- BEREITGESTELLTER AUSZUG

Krieg und Bürgerkrieg in der Elfenbeinküste (Cote d'Ivoire)
Französische Regierung "konzeptionslos, konfus und damit in höchstem Maße gefährlich"
Die Ereignisse in der Elfenbeinküste "Cote d'Ivoire" haben sich Anfang November 2004 wieder zugespitzt. Insbesondere geriet die ehemalige Kolonialmacht Frankreich ins Visier ivorischer Regierungstruppen. Frankreich ließ sich nicht lange bitten und griff ihrerseits mit Kampfflugzeugen ins Geschehen ein. Die ivorische Regierung gerät auch internationale unter Druck, weil sie des Bruchs des vor einem Jahr ausgehandelten Waffenstillstands bezichtigt wird.
Im Folgenden dokumentieren wir eine kleine Auswahl von Artikeln aus Zeitungen und Online-Ausgaben vom 7. bis 9. November 2004.
Hintergründe
Der UNO-Sicherheitsrat hat auf einer Dringlichkeitssitzung in New York am Freitagabend [5. Nov. 2004] einstimmig das militärische Vorgehen Frankreichs in Cote d'Ivoire (Elfenbeinküste) unterstützt. Das Gremium verurteilte den Angriff der ivorischen Regierungstruppen in der nördlichen Stadt Bouake, bei dem neun französische Soldaten und ein US-Bürger getötet wurden, als Verletzung des Waffenstillstandsabkommens vom vergangenen Jahr. Zuvor hatte der französische Präsident Jacques Chirac die Zerstörung aller ivorischen Militärflugzeuge angeordnet, mit denen in den vergangenen Tagen der Waffenstillstand in dem westafrikanischen Land gebrochen worden war.

- ZU ERLEDIGENDE AUFGABEN
1) Gib einen Abschnitt aus dem Text über die Elfenbeinküste wortgetreu wieder. Setze bei den Worten „Im Folgenden dokumentieren“ ein und ende nach „gebrochen worden war.“.
2) Beantworte anhand des Textes über die Elfenbeinküste:
(a) Wann haben sich die Ereignisse in der Elfenbeinküste wieder zugespitzt?
(b) Wie viele französische Soldaten wurden beim Angriff in Bouake getötet?
(c) Was ordnete der französische Präsident Jacques Chirac an?

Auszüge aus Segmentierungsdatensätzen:
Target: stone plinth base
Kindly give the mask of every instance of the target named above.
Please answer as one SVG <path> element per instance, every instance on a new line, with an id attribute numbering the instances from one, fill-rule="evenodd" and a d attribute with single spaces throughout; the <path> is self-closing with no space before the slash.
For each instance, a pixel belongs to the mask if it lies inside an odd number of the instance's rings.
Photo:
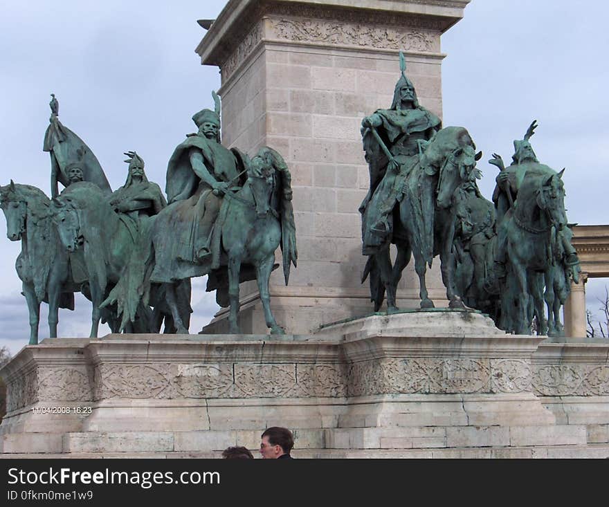
<path id="1" fill-rule="evenodd" d="M 298 457 L 609 457 L 609 347 L 543 340 L 437 310 L 316 335 L 47 339 L 0 371 L 1 452 L 209 457 L 281 425 Z"/>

- ANTWORTEN JE AUFGABE
1)
Im Folgenden dokumentieren wir eine kleine Auswahl von Artikeln aus Zeitungen und Online-Ausgaben vom 7. bis 9. November 2004.
Hintergründe
Der UNO-Sicherheitsrat hat auf einer Dringlichkeitssitzung in New York am Freitagabend [5. Nov. 2004] einstimmig das militärische Vorgehen Frankreichs in Cote d'Ivoire (Elfenbeinküste) unterstützt. Das Gremium verurteilte den Angriff der ivorischen Regierungstruppen in der nördlichen Stadt Bouake, bei dem neun französische Soldaten und ein US-Bürger getötet wurden, als Verletzung des Waffenstillstandsabkommens vom vergangenen Jahr. Zuvor hatte der französische Präsident Jacques Chirac die Zerstörung aller ivorischen Militärflugzeuge angeordnet, mit denen in den vergangenen Tagen der Waffenstillstand in dem westafrikanischen Land gebrochen worden war.

2)
(a) Anfang November 2004.
(b) Neun.
(c) Die Zerstörung aller ivorischen Militärflugzeuge.